▶ **WRITTEN INSTRUCTION 1**
List every line of the entries below that contains the string "dark", copying each one in full. Matching is case-sensitive.
* Begin TEXT *
MATT TAIBBI: Yeah, and this was Howard Dean’s point this week was that this individual mandate that’s going to force people to become customers of private health insurance companies, the Democrats are going to end up owning that policy and it’s going to be extremely unpopular and it’s going to be theirs for a generation. It’s going to be an albatross around the neck of this party.

ROBERT KUTTNER: Think about it, the difference between social insurance and an individual mandate is this. Social insurance everybody pays for it through their taxes, so you don’t think of Social Security as a compulsory individual mandate. You think of it as a benefit, as a protection that your government provides. But an individual mandate is an order to you to go out and buy some product from some private profit-making company, that in the case of a lot of moderate income people, you can’t afford to buy. And the shell game here is that the affordable policies are either very high deductibles and co-pays, so you can afford the monthly premiums but then when you get sick, you have to pay a small fortune out of pocket before the coverage kicks in. Or if the coverage is decent, the premiums are unaffordable. And so here’s the government doing the bidding of the private industry coercing people to buy profit-making products that maybe they can’t afford and they call it health reform.

As you can see, everyone is on the same page here — they both HATE this horrible insurance industry giveaway — to be awarded off the backs of struggling Americans. Both believe the bill does more harm than good.

And then Moyers asks them this simple question, and you quickly see where the real debate here will lie:

BILL MOYERS: Yes or no. If you were a senator, would you vote for this Senate health care bill?

MATT TAIBBI: No.

BILL MOYERS: Bob?

ROBERT KUTTNER: Yes.

Did you get that? Robert Kuttner would vote for this Senate health care bill that he had just described as disastrous.  An astounded Moyers confronts Kuttner:

BILL MOYERS: Why? You just said it’s designed to enhance the fortunes of the industry.
* End TEXT *
▶ **WRITTEN INSTRUCTION 2**
Write what comes next in the discussion of the Senate health care bill above, starting after its last line.
* Begin STORED ROWS *
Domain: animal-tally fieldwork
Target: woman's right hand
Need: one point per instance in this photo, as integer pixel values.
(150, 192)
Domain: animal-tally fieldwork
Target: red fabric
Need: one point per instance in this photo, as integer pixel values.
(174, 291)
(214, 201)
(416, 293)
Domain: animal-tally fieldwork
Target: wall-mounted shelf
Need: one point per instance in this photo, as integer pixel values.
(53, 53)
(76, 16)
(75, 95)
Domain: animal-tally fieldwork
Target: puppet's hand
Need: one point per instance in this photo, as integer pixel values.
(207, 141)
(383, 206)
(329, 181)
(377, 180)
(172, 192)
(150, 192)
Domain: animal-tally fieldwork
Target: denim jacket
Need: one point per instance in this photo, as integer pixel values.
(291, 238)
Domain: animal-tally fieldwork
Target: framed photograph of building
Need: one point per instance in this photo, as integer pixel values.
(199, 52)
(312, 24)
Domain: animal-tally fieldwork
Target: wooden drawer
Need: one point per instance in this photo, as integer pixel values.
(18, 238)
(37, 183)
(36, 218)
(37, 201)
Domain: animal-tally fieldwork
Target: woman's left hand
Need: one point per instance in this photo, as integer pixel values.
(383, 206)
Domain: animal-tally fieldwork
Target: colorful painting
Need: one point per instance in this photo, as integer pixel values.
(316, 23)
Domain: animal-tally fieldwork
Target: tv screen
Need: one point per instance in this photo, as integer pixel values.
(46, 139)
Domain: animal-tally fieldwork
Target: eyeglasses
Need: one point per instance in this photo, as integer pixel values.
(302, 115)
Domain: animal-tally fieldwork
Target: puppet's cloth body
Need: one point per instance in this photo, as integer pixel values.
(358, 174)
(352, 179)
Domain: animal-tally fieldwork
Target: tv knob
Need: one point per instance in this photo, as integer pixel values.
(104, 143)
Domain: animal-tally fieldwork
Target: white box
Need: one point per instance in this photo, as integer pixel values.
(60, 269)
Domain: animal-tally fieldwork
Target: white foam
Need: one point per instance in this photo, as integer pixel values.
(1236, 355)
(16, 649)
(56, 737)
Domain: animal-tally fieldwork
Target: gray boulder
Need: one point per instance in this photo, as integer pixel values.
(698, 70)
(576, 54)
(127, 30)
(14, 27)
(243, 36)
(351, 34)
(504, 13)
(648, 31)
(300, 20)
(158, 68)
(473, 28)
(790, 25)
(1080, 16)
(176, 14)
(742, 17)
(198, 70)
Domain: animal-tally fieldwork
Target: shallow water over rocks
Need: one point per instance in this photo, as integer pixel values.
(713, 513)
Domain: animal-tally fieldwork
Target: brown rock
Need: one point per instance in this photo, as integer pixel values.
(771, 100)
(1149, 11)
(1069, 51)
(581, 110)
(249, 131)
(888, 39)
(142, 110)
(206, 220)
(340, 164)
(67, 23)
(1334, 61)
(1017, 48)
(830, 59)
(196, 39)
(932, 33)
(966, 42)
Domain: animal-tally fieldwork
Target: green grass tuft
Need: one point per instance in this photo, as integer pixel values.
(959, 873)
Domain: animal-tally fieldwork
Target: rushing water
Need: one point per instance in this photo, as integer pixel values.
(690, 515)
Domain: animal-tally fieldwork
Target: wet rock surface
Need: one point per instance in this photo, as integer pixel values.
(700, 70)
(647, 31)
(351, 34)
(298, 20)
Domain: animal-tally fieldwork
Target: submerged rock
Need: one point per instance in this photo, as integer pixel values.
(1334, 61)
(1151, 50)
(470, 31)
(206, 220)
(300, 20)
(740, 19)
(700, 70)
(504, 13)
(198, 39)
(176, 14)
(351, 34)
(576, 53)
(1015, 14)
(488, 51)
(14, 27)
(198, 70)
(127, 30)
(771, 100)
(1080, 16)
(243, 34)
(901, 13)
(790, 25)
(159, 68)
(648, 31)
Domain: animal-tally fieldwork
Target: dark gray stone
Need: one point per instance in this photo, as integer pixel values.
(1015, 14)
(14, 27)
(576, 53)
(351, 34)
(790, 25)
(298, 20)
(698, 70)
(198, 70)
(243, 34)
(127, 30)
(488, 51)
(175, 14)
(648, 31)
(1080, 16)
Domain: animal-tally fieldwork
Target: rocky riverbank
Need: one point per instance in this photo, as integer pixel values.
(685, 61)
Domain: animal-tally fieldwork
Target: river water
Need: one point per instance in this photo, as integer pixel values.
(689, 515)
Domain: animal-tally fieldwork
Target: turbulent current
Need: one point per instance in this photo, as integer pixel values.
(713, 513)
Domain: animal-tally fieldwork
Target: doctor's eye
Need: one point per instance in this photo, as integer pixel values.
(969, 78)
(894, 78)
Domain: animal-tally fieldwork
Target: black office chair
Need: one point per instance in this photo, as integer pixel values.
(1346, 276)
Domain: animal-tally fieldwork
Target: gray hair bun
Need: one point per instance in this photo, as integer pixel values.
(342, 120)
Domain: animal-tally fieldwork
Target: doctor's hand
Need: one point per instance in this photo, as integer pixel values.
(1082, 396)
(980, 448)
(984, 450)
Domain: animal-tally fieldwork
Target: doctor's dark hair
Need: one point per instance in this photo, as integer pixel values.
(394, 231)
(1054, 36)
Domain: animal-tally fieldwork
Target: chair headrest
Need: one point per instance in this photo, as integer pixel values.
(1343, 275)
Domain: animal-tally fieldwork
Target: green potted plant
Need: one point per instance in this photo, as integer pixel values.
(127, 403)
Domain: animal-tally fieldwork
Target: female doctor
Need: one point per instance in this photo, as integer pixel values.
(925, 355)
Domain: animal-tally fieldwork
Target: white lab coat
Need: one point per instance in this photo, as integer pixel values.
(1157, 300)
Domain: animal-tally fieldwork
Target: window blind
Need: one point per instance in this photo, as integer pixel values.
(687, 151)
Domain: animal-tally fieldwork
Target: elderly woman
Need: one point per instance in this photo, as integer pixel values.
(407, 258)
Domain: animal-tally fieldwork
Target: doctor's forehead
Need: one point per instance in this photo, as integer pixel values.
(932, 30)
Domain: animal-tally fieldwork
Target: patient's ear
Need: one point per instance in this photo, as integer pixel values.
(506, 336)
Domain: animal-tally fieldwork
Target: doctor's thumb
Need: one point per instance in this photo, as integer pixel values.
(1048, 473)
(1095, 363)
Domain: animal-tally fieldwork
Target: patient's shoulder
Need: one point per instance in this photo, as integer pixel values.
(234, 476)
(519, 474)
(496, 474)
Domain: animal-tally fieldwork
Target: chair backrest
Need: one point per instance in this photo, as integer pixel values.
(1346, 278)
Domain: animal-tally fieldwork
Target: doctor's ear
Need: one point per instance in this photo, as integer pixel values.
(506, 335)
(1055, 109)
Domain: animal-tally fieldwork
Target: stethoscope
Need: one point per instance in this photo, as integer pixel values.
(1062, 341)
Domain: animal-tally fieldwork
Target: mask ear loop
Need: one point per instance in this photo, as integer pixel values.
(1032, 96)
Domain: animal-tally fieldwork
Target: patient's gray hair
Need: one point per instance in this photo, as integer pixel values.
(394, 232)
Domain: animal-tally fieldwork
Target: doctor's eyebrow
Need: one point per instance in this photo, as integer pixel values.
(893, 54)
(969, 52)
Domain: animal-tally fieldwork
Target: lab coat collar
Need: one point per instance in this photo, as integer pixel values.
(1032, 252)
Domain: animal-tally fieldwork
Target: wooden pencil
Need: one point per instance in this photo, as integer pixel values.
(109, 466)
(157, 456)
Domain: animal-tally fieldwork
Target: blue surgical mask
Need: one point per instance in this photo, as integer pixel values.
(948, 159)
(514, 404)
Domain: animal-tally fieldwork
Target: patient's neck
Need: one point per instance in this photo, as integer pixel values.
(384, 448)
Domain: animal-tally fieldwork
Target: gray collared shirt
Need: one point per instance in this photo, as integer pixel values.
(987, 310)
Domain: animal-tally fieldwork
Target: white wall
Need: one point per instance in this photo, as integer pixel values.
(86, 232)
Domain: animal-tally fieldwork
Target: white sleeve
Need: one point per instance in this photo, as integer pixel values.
* End STORED ROWS *
▶ **TASK ANSWER 1**
Target: dark gray stone
Target: doctor's dark hair

▶ **TASK ANSWER 2**
ROBERT KUTTNER: Well, it’s so far from what I think is necessary that I don’t think it’s a good bill. But I think if it goes down, just because of the optics of the situation and the way the Republicans have framed this as a make or break moment for President Obama, it will make it easier for the Republicans to take control of Congress in 2010. It will make Obama even more gun-shy about promoting reform. It will create even more political paralysis. It will embolden the republicans to block what this President is trying to do, some of which is good, at every turn. So I would hold my nose and vote for it.  […]

BILL MOYERS: Aren’t you saying that in order to save the Democratic President and the Democratic Party in 2010 and 2012 you have to have a really rotten health insurance bill?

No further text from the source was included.